[Records from a data source]
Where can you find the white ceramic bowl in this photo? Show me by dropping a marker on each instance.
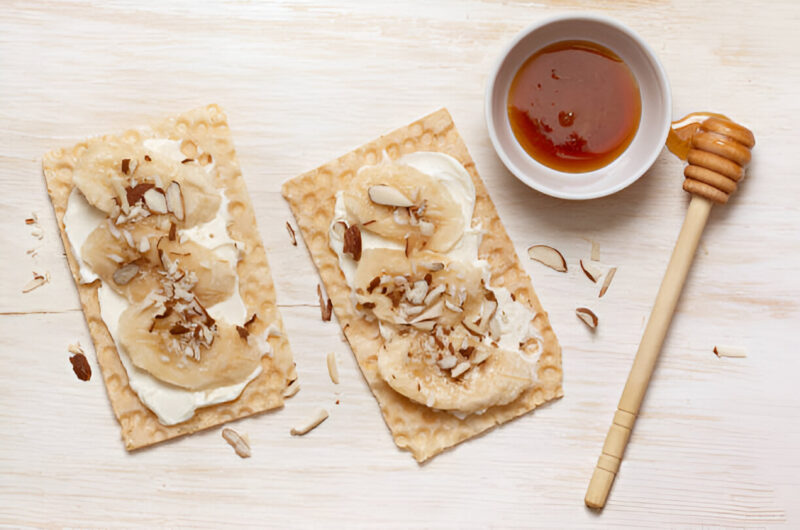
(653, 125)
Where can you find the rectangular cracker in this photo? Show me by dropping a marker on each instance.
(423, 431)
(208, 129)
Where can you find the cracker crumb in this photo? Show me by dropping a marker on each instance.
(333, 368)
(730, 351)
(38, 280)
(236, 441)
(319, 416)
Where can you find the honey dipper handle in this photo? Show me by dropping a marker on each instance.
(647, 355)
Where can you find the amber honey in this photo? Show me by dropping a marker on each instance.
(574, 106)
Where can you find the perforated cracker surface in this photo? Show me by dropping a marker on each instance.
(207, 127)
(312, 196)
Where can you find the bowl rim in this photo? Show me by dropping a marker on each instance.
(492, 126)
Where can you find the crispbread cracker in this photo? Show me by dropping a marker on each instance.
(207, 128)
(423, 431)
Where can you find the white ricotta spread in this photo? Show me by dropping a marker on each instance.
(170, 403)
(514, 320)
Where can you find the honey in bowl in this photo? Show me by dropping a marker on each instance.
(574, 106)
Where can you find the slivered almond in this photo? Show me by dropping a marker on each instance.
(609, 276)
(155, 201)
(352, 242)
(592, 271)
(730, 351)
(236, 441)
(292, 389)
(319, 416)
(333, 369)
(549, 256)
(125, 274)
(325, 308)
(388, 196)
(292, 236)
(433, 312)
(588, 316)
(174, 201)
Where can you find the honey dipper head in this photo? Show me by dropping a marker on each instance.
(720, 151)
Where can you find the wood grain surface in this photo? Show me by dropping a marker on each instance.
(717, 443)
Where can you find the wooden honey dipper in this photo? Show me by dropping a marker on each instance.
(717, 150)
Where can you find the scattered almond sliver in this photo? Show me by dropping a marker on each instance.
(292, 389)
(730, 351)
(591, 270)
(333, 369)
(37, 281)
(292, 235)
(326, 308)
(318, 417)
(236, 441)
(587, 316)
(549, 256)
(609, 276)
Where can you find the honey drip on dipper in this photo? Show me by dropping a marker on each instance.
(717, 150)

TASK STATEMENT ▸ Convert the listing above into a JSON list of strings, one string per line, skipping blank lines. Leave the pictures out.

FULL SOLUTION ▸
[
  "Where can you find the white ceramic bowl in this photo? Show me by dropping a marker on each instance.",
  "(653, 125)",
  "Where can you find the rectangular cracker in this photo? Show me by dropping a marker on each instance.",
  "(423, 431)",
  "(208, 129)",
  "Where can you find the cracker crumb in this photo? Show me by dropping a marker on each instance.",
  "(333, 368)",
  "(730, 351)",
  "(38, 280)",
  "(236, 441)",
  "(319, 416)",
  "Where can you find the honey dipper handle in this photo? Show me by dropping a marker on each instance.",
  "(647, 355)",
  "Where can you find the amber honey in this photo? Show me by dropping a marker on each instance.",
  "(574, 106)",
  "Where can you find the perforated cracker surface in this photo? Show me by dropping a marker on each instance.",
  "(207, 127)",
  "(312, 196)",
  "Where can you find the bowl rim in this photo? Show me by dropping a marker on each instance.",
  "(492, 126)",
  "Where can you find the crispbread cracker in this photo? Show me by dropping a marker on each instance.",
  "(207, 128)",
  "(423, 431)",
  "Where can you find the white ricotta spread in this photo? Show me by dropping a marker on each instance.",
  "(170, 403)",
  "(514, 320)",
  "Where can you find the honey in bowl in this photo? Show me by dropping a marker on each instance.",
  "(574, 106)",
  "Where can you find the slivered almond in this photo? Show me by dropping a marker on each instance.",
  "(609, 276)",
  "(155, 201)",
  "(352, 242)",
  "(592, 271)",
  "(730, 351)",
  "(236, 441)",
  "(292, 389)",
  "(319, 416)",
  "(333, 369)",
  "(549, 256)",
  "(125, 274)",
  "(325, 308)",
  "(388, 196)",
  "(292, 236)",
  "(433, 312)",
  "(588, 316)",
  "(174, 201)",
  "Where can you find the honey dipper head in this photo? Show me by dropping a marker on each instance.",
  "(720, 151)",
  "Where can you find the wood grain surface in this photo? Show me by dropping a marker on each instance.",
  "(717, 443)",
  "Where can you find the wooden honey dipper in this photo? Show me by dropping a marker on each instance.",
  "(717, 150)",
  "Where can you find the scattered almond sliver in this photo? Show me by dropping a marker on each instance.",
  "(292, 389)",
  "(730, 351)",
  "(591, 270)",
  "(333, 369)",
  "(37, 281)",
  "(292, 235)",
  "(326, 308)",
  "(318, 417)",
  "(236, 441)",
  "(587, 316)",
  "(549, 256)",
  "(609, 276)",
  "Where can you find the honey drip on dipper in this photo? Show me by dropping a marker on each instance.",
  "(717, 150)"
]